◆ **Set exercise**:
Copy out word for word the part of the entries that opens with the line containing "the closet, which" and runs through the end of the entries, both ends included. Leave the pictures out of your copy.

[Entries for labeling points]
----
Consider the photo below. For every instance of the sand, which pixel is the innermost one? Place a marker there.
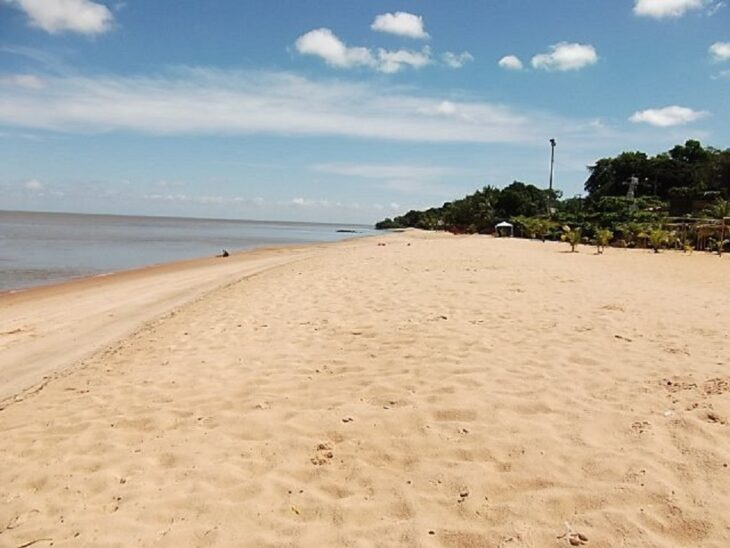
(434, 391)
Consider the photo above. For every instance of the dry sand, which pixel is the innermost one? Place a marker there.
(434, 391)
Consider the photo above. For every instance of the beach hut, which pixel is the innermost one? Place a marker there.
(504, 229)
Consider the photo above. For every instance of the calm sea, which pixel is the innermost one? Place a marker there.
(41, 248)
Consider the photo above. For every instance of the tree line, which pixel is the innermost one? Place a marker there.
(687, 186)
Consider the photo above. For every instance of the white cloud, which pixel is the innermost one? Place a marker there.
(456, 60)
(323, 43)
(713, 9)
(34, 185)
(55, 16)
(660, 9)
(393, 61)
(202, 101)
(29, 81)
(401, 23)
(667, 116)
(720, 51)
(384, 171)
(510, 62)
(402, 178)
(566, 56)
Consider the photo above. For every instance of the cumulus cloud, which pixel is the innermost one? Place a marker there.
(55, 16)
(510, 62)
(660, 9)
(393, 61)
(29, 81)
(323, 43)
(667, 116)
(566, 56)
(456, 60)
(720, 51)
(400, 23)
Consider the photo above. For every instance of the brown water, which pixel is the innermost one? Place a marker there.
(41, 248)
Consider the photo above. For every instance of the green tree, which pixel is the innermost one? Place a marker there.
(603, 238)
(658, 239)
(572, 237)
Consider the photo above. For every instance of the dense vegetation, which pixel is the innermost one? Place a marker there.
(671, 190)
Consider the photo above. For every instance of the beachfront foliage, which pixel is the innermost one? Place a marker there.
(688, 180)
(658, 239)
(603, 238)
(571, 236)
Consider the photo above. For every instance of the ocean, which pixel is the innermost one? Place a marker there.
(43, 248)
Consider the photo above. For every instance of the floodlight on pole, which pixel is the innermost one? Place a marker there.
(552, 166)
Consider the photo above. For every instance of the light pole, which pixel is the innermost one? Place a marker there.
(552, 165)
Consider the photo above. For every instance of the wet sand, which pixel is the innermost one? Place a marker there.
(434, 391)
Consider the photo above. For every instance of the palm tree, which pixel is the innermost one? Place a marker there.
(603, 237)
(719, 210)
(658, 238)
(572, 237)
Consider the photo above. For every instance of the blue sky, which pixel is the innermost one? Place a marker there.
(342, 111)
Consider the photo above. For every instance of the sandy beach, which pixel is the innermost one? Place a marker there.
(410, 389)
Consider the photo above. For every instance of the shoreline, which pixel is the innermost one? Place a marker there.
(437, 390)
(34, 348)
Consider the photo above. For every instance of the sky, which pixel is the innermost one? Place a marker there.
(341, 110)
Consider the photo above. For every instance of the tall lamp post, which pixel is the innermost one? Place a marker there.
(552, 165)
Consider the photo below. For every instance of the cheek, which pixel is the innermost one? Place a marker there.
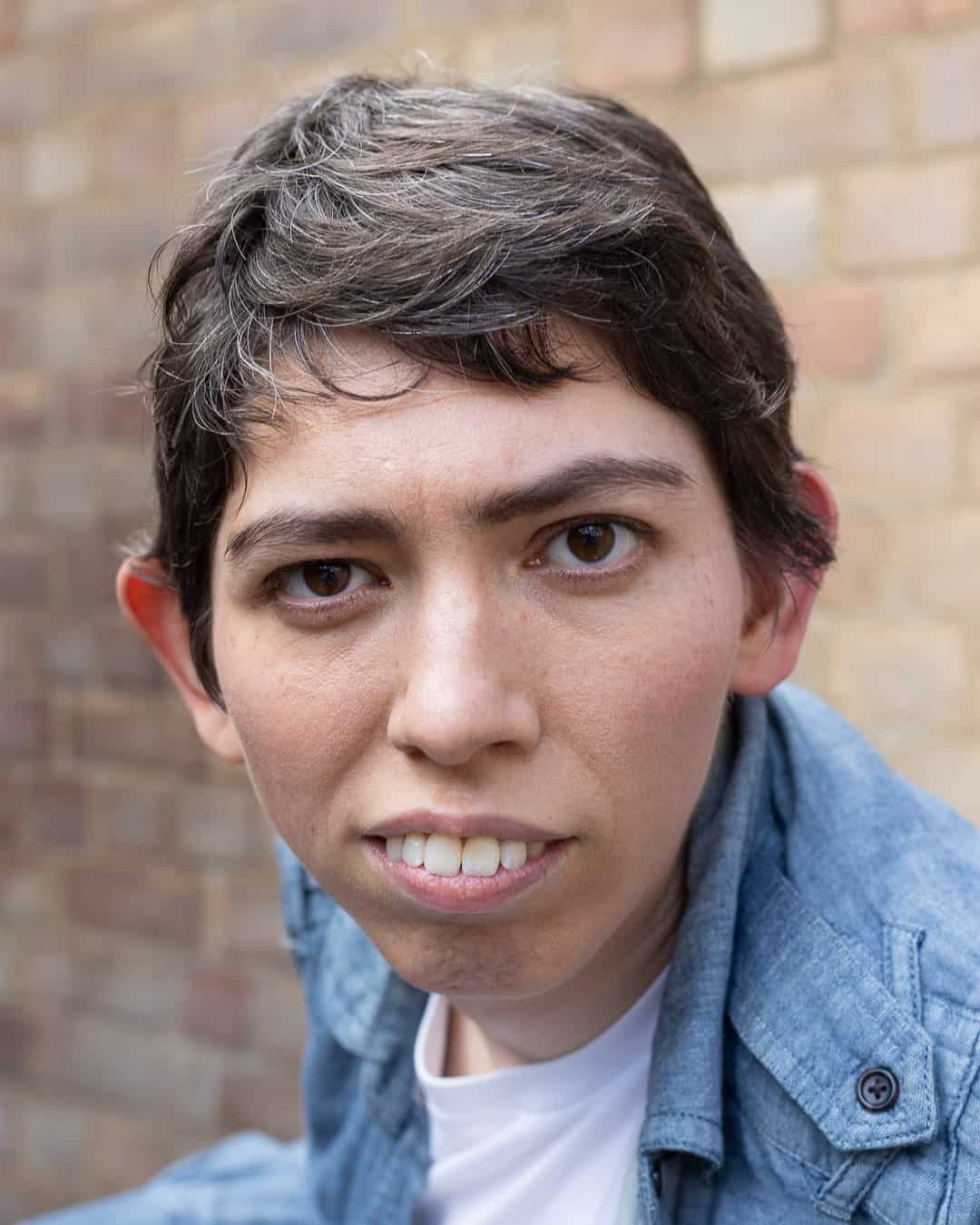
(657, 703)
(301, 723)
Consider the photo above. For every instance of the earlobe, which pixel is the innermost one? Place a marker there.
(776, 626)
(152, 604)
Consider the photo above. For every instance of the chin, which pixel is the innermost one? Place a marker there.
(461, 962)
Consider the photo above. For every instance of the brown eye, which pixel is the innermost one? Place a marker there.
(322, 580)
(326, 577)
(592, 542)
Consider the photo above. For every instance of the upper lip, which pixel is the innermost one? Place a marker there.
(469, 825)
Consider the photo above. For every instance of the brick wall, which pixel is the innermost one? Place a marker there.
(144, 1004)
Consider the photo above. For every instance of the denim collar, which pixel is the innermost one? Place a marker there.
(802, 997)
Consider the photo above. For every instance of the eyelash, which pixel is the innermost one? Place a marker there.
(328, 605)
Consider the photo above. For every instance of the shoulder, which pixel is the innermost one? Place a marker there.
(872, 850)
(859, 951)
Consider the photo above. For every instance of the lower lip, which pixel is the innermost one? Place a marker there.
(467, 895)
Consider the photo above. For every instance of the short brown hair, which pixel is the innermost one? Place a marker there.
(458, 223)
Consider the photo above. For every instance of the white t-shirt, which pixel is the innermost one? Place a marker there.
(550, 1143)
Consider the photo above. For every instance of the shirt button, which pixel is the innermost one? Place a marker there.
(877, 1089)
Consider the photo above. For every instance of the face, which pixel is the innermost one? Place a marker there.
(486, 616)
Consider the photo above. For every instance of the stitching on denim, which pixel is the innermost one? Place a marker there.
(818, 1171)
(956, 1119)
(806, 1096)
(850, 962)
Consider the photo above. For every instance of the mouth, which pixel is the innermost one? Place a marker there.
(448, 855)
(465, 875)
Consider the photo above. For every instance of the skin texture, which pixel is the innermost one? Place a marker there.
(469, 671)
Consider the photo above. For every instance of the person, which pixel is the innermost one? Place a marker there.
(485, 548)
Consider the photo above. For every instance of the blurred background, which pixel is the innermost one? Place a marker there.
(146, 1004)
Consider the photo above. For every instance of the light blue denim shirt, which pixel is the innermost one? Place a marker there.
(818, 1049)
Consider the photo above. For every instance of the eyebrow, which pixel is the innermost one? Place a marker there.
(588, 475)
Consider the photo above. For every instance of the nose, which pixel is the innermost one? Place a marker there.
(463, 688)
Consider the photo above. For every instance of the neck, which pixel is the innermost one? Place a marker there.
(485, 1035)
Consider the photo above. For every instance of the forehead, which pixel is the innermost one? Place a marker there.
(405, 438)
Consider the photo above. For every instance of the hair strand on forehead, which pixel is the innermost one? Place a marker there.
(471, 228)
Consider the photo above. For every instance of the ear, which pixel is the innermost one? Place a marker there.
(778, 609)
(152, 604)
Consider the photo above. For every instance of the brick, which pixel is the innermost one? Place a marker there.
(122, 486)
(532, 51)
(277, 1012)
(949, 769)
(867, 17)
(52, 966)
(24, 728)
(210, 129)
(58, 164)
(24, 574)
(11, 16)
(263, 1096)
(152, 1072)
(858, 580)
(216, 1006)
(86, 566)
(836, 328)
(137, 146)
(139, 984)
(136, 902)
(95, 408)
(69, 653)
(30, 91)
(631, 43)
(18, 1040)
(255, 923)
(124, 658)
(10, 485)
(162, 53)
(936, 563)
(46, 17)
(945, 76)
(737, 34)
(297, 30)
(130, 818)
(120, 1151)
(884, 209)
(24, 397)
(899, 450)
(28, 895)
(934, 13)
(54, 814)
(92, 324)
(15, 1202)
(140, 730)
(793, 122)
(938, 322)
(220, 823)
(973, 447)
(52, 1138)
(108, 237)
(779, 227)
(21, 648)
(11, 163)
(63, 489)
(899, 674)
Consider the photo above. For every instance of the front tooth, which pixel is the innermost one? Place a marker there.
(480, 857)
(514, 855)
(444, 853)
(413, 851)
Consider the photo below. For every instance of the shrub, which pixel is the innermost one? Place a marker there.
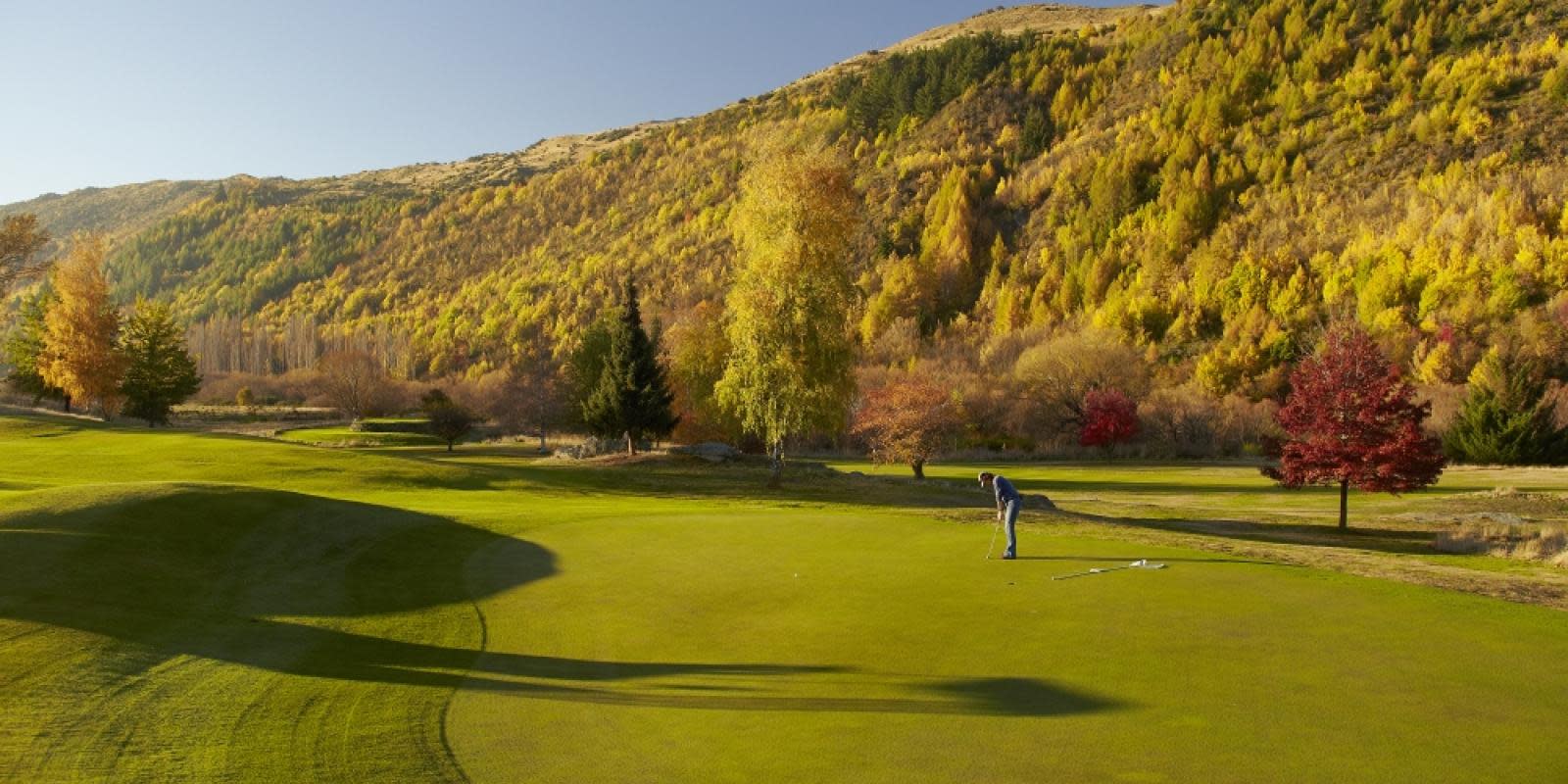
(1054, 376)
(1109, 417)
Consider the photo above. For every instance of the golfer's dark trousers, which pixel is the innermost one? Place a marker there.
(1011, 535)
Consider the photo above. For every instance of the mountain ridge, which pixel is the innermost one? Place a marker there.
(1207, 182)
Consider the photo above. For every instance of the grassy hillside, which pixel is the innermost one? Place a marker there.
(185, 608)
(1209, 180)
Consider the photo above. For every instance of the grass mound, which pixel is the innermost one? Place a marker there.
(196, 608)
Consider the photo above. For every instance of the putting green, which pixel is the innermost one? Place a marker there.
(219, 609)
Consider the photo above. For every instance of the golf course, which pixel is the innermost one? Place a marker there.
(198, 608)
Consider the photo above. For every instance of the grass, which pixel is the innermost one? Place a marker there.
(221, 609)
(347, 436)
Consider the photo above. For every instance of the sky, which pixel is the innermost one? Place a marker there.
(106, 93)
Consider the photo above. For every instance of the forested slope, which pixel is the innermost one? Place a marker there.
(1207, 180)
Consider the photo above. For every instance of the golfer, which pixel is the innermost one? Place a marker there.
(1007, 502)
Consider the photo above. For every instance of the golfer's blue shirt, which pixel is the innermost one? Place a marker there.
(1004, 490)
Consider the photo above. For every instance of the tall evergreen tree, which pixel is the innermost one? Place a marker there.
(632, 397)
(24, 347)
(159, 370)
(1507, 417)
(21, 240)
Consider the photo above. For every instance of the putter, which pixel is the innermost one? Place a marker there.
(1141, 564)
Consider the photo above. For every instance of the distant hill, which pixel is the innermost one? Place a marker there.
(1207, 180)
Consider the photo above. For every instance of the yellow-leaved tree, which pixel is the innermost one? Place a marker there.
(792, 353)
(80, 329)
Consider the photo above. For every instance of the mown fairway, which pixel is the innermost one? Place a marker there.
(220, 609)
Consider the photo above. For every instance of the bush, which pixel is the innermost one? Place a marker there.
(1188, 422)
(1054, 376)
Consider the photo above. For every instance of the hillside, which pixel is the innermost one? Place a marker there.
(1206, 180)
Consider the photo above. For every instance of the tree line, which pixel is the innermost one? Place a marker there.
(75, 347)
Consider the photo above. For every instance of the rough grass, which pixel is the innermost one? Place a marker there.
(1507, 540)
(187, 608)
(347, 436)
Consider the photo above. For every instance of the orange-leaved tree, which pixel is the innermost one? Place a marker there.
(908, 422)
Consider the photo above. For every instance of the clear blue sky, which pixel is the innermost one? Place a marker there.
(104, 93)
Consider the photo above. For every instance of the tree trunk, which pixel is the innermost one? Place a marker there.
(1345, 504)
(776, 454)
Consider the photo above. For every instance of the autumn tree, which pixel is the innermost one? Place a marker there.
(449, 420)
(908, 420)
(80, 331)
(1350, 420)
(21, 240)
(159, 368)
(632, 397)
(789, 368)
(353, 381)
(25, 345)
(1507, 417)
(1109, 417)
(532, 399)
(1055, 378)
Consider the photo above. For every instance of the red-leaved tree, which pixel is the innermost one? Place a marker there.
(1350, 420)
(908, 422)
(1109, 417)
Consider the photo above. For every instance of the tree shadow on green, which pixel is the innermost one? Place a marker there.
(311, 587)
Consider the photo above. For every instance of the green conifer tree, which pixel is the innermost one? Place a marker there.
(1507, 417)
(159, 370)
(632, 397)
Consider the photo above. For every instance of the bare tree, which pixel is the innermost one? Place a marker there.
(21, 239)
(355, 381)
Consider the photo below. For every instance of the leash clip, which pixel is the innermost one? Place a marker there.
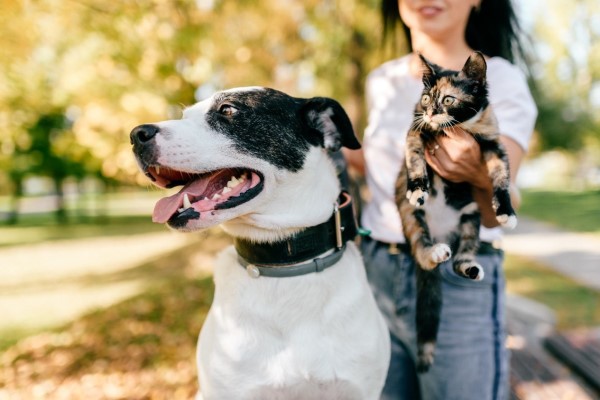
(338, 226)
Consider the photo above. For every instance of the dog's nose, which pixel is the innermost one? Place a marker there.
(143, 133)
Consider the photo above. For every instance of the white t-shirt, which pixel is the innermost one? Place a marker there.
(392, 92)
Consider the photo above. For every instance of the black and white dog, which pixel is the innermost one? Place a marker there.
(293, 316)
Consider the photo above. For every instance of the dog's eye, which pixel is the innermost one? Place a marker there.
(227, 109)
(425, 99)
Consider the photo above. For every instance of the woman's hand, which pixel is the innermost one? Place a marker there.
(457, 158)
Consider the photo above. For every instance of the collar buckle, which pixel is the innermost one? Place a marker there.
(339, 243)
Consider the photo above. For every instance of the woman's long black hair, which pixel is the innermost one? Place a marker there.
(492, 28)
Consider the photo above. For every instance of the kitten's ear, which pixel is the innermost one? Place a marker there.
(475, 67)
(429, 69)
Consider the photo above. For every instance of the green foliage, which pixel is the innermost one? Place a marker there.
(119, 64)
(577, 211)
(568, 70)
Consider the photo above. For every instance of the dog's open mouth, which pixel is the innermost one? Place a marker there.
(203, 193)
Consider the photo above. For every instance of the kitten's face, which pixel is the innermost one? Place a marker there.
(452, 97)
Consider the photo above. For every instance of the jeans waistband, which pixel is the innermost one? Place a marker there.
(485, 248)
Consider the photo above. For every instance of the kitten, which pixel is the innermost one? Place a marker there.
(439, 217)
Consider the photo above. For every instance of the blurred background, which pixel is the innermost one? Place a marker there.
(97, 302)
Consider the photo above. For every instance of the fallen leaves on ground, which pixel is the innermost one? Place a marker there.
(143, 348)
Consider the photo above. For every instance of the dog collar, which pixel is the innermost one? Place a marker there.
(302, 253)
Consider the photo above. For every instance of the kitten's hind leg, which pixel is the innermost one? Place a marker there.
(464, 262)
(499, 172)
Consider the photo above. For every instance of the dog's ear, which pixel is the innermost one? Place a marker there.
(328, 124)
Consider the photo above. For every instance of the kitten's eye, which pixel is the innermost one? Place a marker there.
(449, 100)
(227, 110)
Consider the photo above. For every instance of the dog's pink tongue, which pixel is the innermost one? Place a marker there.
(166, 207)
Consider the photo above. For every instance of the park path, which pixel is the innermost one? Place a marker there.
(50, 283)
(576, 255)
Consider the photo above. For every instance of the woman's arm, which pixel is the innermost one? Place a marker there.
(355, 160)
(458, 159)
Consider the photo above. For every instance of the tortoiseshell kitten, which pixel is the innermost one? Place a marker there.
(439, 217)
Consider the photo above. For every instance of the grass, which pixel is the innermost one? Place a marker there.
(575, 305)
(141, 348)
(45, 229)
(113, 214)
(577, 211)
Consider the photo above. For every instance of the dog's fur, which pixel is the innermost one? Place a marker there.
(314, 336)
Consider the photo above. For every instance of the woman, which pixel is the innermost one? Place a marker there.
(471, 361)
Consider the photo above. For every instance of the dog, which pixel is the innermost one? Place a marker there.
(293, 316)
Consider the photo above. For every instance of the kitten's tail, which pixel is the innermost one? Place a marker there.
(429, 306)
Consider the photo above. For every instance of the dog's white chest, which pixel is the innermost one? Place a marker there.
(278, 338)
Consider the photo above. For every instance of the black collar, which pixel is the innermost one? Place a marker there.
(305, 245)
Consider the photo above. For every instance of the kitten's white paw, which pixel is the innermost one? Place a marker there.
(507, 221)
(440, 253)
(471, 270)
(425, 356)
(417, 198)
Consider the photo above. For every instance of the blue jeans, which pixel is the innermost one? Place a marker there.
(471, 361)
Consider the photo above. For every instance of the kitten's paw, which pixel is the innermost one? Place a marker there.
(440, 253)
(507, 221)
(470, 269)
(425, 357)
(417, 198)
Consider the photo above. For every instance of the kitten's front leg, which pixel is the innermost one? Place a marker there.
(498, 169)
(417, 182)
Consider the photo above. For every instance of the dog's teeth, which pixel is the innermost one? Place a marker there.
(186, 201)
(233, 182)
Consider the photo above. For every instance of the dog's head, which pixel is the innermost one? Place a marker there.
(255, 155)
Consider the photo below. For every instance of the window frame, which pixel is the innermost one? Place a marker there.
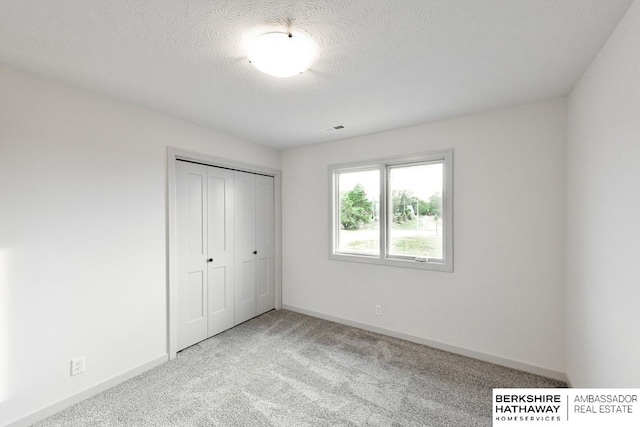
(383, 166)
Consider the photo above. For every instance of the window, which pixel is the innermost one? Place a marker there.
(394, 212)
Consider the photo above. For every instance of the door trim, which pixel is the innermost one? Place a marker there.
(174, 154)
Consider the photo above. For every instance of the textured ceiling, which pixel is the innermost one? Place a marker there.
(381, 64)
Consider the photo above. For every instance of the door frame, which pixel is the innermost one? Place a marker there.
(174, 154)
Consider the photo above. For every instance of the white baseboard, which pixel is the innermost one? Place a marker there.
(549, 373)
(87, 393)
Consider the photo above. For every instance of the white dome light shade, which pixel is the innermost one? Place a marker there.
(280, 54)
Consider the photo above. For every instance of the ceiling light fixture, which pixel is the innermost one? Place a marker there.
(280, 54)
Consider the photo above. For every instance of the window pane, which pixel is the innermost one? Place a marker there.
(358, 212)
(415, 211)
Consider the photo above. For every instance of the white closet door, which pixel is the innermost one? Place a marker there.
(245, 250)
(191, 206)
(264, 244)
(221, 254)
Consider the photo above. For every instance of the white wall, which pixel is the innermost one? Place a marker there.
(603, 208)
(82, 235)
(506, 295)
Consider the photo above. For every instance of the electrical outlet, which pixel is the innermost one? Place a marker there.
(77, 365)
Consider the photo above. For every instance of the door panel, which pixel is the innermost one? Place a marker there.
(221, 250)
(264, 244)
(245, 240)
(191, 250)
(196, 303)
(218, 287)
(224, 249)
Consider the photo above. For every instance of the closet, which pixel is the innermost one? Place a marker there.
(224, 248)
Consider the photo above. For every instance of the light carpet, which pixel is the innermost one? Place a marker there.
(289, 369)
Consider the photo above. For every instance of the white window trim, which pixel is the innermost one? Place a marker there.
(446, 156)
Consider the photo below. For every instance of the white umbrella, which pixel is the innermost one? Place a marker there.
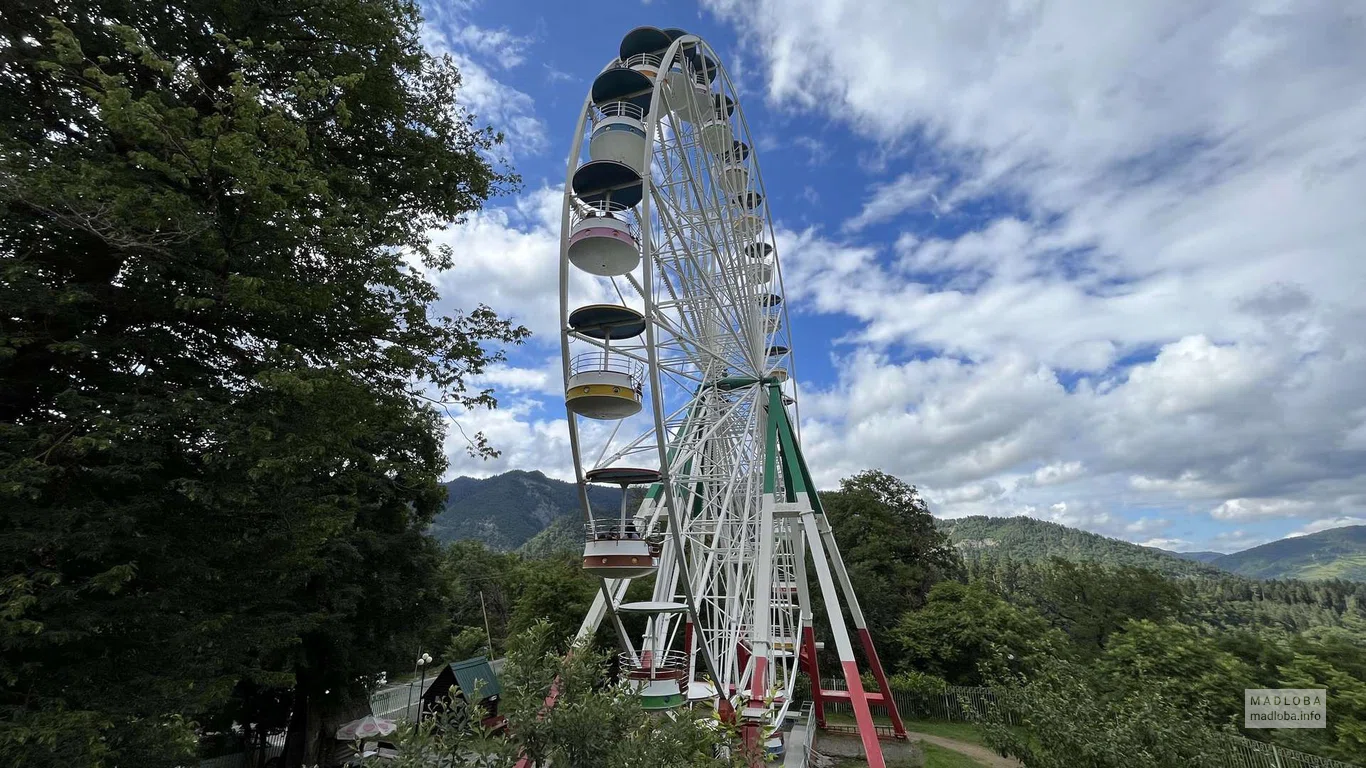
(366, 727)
----
◆ **Reply**:
Consider the photo above. For every instance of the closet, which pixel is the innermost one? Place a marker there.
(224, 248)
Consider the photo above. For every instance of the light carpet, which pixel is the innermost one? Place a marker there.
(289, 369)
Consider the photo above. For every instance of the white window trim, which pixel is the innermost one? Place a marker there.
(446, 156)
Consider the photo below. For every instance of the white umbrella, which pixel is the innermost one? Place a marker there.
(366, 727)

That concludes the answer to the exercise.